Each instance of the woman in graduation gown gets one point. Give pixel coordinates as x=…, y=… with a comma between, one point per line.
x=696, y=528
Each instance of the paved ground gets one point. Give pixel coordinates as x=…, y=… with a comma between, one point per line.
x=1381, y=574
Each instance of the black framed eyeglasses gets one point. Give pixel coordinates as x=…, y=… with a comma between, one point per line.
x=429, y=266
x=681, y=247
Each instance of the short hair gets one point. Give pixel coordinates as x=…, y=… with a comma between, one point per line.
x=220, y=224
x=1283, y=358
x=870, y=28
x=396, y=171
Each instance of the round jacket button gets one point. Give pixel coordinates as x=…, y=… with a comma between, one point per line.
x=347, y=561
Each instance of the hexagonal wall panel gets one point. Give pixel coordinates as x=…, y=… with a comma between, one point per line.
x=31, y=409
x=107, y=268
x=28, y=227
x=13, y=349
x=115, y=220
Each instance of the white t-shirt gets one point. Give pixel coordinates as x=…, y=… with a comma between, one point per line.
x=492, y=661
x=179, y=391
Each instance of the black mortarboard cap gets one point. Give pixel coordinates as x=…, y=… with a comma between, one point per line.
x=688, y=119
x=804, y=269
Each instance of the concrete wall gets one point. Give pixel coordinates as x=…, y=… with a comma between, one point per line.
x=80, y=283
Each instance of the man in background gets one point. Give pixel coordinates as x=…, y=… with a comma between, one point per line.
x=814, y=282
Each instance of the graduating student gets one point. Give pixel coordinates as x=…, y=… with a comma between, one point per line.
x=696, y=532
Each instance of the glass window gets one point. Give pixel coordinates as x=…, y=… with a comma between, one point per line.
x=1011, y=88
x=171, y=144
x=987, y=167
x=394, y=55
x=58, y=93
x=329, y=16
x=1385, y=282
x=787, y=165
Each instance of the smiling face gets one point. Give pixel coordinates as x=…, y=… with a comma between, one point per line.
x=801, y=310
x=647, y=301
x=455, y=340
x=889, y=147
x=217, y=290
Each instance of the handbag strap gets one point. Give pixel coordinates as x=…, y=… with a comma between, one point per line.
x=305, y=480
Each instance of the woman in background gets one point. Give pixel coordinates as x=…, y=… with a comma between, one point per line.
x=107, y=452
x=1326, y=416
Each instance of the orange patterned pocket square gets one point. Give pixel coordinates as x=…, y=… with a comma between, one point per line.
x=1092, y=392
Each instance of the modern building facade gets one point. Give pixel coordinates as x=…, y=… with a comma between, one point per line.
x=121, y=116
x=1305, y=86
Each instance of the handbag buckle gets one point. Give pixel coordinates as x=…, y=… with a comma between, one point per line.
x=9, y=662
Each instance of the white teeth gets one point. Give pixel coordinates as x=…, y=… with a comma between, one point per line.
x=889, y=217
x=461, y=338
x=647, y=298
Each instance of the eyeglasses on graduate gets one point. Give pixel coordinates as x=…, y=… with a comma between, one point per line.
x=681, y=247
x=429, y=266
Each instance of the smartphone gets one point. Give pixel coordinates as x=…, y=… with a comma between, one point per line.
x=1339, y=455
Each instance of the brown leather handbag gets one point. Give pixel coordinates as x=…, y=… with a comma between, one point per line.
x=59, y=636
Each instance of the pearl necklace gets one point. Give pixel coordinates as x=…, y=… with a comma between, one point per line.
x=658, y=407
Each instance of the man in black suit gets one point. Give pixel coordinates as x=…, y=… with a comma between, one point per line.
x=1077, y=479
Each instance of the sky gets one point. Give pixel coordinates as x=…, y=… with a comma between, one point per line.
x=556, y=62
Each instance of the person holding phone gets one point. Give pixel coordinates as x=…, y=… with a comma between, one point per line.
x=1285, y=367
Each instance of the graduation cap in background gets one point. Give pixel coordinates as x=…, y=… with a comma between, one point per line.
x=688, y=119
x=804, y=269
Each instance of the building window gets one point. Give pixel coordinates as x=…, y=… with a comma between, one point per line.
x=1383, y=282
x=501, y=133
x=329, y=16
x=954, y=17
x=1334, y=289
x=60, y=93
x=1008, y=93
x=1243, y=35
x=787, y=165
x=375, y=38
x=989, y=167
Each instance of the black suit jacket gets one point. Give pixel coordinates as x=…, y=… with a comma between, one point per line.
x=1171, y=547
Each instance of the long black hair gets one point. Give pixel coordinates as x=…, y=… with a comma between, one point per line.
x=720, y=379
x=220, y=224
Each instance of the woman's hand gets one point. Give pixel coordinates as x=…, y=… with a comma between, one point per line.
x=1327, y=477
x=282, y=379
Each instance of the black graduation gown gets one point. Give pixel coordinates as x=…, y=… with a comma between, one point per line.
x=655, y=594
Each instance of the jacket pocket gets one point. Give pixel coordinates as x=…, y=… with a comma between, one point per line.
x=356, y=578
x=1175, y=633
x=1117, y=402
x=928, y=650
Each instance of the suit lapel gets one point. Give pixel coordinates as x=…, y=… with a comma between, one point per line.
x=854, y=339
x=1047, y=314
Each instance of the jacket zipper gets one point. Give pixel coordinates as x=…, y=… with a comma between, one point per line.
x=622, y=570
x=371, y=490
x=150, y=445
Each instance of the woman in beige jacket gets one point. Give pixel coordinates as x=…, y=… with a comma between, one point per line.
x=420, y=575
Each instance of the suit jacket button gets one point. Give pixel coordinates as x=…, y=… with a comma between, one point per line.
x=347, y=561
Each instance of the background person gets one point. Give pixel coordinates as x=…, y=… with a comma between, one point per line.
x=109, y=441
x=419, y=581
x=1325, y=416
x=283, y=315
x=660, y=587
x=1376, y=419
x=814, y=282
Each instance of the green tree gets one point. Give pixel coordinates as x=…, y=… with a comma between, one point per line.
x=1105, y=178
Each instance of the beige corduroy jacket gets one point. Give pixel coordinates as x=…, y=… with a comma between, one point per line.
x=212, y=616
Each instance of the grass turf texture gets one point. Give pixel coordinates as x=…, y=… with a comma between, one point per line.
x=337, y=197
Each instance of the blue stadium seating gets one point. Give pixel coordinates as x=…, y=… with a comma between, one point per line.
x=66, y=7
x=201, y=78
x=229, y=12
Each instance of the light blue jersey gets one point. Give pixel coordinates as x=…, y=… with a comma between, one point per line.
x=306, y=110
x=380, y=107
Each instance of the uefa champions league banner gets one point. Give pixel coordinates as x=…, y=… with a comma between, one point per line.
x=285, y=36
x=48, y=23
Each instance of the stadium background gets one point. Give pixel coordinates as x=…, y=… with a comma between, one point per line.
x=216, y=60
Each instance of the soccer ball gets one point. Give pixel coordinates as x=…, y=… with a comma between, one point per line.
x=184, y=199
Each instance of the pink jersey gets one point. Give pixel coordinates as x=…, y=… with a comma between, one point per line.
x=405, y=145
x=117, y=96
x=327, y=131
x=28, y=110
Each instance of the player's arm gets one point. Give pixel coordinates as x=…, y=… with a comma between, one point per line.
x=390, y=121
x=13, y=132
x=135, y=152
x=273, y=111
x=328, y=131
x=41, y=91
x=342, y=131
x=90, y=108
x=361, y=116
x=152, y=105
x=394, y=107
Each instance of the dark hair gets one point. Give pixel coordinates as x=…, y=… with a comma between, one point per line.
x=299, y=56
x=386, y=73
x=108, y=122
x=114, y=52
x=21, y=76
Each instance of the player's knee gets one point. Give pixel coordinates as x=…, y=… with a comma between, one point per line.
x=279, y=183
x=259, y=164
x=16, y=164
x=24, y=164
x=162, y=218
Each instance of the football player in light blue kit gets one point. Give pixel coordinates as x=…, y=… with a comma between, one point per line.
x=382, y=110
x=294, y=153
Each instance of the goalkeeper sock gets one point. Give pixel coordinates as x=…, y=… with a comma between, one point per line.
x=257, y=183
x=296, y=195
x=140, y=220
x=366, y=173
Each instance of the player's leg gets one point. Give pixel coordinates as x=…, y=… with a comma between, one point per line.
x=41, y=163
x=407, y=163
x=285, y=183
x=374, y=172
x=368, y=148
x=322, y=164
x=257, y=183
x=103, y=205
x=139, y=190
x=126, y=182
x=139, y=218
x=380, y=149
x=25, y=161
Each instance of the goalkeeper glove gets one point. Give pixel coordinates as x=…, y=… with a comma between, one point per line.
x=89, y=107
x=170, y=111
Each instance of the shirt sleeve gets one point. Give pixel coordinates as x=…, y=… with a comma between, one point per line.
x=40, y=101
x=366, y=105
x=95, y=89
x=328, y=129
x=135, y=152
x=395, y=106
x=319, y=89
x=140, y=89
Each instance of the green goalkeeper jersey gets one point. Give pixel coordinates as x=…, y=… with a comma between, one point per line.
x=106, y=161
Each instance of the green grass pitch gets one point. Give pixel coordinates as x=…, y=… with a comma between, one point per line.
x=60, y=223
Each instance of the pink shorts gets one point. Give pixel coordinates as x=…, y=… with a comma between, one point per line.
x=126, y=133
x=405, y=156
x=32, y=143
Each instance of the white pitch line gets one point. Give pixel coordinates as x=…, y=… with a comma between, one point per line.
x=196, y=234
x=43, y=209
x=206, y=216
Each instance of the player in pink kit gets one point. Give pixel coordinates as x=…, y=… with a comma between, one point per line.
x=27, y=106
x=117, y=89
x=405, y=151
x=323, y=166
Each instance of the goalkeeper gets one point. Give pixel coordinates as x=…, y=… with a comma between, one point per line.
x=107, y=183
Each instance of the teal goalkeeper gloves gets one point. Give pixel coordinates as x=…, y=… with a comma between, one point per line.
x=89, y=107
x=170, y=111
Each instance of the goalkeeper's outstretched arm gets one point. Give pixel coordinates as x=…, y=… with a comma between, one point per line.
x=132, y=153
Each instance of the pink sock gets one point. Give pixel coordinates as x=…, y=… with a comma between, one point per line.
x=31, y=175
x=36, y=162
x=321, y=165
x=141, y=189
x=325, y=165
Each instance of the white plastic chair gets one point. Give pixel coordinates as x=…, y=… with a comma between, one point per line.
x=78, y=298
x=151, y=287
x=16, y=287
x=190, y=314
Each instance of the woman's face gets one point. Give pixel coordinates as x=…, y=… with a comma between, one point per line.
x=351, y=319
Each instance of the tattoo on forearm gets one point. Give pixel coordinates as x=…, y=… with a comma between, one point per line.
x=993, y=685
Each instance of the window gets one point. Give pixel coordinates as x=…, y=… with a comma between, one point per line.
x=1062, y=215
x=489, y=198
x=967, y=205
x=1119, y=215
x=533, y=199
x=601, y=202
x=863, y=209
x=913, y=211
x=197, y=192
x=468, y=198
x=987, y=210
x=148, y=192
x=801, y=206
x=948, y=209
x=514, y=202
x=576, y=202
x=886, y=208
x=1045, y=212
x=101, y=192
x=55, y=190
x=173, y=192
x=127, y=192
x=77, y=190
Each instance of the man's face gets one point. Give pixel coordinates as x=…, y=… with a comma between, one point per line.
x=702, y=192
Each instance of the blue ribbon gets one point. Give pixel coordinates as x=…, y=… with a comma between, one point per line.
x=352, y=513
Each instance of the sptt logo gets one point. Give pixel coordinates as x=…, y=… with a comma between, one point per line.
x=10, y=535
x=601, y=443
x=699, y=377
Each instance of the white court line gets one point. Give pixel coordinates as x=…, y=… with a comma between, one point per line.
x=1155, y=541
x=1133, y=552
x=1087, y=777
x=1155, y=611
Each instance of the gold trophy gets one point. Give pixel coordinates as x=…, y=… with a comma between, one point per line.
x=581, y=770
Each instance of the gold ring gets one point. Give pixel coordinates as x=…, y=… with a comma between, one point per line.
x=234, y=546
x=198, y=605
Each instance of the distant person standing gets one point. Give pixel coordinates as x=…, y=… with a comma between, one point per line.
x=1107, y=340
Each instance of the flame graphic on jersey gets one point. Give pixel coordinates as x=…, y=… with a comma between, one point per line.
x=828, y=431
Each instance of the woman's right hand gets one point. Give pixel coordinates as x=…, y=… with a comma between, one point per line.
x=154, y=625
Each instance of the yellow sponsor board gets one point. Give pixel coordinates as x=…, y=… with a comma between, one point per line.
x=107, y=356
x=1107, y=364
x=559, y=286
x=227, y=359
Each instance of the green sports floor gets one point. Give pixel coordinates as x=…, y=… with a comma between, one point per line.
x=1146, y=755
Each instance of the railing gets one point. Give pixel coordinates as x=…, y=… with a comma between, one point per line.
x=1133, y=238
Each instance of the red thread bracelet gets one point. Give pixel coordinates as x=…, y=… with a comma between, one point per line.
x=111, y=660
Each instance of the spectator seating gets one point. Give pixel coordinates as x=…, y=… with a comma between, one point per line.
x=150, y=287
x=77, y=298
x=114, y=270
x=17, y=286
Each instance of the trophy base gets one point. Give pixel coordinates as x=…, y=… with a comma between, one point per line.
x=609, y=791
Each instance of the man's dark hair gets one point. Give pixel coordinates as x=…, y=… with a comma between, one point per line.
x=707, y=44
══════════════════════════════
| TASK TO CARRY OUT |
Reproduce without changes the part of the material that opens with the line containing "Each instance of the pink sock" and closes with the line containing "x=993, y=685".

| FINISHED TASK |
Each instance of the pink sock gets one point. Give pixel coordinates as x=…, y=… with a comma between, one point per line.
x=31, y=175
x=36, y=162
x=321, y=165
x=141, y=189
x=325, y=165
Each instance of the white plastic chair gets one point. Give pixel coordinates as x=…, y=… with a comma between, one point per line.
x=78, y=298
x=151, y=287
x=16, y=287
x=190, y=314
Each instance of the woman's face gets one point. Give pixel coordinates as x=…, y=… with a comma between, one point per line.
x=351, y=319
Each instance of the tattoo on forearm gets one point. Give pixel coordinates as x=…, y=… with a comma between, one point per line.
x=993, y=685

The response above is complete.